:: Stated task ::
Gather every line of the records that contains the string "stone", treating uppercase and lowercase as different.

:: The input ::
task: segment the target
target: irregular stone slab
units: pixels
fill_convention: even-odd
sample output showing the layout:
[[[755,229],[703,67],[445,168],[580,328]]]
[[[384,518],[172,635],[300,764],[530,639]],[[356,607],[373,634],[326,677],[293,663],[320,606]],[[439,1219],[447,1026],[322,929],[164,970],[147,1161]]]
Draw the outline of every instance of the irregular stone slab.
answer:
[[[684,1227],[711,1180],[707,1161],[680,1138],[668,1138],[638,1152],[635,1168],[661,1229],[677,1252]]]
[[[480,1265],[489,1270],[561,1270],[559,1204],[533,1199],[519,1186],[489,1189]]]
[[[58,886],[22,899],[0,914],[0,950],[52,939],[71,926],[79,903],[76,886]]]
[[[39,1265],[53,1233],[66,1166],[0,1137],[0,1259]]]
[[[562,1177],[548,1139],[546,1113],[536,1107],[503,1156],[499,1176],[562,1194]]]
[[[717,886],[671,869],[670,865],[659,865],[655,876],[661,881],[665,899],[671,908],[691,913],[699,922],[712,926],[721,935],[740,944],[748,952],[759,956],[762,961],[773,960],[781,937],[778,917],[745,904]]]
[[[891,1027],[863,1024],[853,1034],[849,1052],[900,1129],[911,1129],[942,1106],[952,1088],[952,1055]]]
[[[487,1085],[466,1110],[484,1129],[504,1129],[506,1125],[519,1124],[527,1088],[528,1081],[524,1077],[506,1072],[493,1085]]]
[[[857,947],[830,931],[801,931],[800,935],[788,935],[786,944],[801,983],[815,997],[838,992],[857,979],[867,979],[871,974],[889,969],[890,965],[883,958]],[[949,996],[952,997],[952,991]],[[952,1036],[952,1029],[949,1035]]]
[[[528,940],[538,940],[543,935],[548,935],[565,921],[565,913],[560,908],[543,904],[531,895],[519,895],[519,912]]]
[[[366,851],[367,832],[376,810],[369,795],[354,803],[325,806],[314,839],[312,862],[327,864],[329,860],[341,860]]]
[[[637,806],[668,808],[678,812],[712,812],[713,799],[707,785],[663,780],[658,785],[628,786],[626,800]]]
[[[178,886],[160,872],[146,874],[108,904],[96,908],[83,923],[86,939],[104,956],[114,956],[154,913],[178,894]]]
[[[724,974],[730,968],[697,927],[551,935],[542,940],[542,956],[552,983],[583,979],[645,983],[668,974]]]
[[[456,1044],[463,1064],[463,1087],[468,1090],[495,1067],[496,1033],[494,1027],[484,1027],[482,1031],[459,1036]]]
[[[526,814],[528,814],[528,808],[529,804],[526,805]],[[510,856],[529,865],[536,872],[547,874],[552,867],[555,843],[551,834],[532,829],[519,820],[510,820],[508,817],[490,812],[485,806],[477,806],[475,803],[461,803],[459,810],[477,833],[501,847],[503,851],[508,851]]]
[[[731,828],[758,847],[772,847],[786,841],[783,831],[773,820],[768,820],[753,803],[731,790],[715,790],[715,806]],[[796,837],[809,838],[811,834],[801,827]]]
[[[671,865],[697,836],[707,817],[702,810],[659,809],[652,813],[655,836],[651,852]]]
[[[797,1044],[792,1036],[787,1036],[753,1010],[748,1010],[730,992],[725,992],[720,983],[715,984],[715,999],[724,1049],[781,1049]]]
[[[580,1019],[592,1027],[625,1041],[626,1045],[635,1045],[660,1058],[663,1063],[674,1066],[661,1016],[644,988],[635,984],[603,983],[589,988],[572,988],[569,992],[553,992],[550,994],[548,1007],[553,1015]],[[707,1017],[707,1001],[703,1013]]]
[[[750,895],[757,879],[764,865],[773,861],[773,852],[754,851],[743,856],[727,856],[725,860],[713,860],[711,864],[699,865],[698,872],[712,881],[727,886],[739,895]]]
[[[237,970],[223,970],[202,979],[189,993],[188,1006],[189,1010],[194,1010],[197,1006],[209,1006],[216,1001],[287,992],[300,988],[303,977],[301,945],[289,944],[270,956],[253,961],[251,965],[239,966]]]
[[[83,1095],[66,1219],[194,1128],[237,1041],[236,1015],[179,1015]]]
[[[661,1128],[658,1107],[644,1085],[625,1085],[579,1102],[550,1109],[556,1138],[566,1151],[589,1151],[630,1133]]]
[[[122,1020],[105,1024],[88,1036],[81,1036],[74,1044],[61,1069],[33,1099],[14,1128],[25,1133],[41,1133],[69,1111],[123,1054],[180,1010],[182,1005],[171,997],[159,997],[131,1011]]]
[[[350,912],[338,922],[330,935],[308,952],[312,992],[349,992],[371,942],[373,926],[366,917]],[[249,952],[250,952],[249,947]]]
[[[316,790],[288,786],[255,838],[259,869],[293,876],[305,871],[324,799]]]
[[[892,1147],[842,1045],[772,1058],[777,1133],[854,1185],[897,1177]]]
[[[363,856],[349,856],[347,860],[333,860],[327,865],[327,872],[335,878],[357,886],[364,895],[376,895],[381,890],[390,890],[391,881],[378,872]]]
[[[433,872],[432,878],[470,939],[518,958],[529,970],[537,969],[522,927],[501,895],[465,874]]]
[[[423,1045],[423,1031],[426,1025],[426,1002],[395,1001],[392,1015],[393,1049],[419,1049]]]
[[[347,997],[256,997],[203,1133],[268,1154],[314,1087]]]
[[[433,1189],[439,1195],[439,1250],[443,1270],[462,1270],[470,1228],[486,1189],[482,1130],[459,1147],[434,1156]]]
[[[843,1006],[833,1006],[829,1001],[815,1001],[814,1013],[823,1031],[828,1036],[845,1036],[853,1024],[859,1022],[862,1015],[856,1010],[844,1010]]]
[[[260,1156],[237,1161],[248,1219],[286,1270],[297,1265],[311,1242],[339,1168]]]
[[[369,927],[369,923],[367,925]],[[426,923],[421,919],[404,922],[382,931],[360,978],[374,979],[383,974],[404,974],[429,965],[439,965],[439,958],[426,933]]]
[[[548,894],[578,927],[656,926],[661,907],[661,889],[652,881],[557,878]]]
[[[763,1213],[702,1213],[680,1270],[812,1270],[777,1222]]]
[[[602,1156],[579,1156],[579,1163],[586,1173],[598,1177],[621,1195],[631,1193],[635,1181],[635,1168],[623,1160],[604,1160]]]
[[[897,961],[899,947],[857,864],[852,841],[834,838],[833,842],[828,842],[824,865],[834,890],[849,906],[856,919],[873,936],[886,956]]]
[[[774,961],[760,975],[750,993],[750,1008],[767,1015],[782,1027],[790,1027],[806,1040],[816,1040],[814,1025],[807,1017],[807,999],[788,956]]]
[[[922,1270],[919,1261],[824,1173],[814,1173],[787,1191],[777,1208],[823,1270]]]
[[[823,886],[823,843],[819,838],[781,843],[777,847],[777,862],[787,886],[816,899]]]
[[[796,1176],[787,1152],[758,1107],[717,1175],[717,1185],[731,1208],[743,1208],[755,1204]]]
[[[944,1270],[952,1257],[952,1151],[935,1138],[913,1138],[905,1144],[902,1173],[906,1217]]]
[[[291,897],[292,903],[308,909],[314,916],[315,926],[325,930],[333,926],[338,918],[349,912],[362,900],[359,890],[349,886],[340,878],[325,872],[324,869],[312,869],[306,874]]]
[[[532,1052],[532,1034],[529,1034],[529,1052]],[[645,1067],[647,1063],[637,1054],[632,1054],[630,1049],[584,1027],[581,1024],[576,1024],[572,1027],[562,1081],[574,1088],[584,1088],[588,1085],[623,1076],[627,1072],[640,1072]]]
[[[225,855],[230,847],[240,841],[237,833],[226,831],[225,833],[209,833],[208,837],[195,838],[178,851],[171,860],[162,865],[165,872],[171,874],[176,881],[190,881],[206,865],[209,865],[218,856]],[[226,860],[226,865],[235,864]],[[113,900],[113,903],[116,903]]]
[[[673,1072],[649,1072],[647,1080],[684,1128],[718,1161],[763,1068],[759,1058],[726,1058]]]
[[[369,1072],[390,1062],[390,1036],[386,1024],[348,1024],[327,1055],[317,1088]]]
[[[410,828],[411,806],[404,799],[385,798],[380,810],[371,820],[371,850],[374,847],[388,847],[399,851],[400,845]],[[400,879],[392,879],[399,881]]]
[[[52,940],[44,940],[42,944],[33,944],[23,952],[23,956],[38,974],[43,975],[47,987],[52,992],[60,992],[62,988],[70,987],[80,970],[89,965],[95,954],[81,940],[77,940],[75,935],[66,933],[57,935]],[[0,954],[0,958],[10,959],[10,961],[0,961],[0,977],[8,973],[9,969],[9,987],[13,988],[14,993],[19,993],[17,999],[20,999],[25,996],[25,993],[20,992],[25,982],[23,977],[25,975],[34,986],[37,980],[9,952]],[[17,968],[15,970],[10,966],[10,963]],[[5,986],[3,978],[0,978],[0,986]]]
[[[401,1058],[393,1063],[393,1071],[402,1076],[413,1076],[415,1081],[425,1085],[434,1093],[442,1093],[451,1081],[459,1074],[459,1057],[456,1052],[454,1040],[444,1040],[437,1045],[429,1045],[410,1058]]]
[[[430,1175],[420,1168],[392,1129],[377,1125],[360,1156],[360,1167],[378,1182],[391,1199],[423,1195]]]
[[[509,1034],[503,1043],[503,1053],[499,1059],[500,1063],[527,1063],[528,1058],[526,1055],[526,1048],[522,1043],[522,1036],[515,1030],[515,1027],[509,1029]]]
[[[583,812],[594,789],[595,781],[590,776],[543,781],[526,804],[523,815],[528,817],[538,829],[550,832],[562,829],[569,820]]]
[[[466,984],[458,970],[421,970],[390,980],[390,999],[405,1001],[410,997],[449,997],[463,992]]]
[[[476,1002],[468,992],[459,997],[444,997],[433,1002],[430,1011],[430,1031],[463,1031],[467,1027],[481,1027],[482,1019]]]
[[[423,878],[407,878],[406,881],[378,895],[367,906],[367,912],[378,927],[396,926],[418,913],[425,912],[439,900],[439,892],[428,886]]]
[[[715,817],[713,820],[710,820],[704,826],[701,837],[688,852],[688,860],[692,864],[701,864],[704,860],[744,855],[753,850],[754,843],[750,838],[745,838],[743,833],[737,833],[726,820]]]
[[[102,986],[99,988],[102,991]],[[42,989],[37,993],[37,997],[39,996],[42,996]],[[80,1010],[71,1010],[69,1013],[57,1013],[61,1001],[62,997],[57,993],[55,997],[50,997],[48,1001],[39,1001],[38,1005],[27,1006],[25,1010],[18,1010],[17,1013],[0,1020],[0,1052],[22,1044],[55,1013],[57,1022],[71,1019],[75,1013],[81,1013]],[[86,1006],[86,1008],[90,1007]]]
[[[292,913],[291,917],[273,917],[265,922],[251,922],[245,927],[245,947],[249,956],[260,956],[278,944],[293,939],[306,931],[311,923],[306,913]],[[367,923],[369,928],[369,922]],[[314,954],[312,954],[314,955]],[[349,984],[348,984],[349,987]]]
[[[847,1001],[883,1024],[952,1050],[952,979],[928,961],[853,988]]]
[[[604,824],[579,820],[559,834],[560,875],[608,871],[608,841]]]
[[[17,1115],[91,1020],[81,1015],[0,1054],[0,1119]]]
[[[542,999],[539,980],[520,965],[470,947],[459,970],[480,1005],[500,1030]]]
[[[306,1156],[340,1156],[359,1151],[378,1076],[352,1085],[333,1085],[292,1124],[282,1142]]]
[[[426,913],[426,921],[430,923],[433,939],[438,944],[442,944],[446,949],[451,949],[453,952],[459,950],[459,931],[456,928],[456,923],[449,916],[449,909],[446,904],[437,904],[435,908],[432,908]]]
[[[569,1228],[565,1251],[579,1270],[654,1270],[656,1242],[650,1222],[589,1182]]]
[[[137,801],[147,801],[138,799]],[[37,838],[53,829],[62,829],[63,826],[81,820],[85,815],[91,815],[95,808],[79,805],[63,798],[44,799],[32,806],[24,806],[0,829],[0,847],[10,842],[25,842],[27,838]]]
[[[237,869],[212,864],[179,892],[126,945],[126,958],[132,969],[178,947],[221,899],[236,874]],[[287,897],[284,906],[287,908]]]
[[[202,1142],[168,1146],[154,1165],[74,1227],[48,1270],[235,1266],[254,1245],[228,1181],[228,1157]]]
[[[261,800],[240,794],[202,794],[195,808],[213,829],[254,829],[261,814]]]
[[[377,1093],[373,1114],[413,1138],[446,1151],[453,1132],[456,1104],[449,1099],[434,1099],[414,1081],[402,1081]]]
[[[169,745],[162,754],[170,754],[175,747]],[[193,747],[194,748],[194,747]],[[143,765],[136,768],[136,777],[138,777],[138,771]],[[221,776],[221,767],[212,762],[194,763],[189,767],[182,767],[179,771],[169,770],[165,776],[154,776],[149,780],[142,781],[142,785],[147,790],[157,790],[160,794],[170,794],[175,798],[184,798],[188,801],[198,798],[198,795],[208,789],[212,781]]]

:: Exercise result ::
target: irregular stone slab
Draw the outline of every instance of the irregular stone slab.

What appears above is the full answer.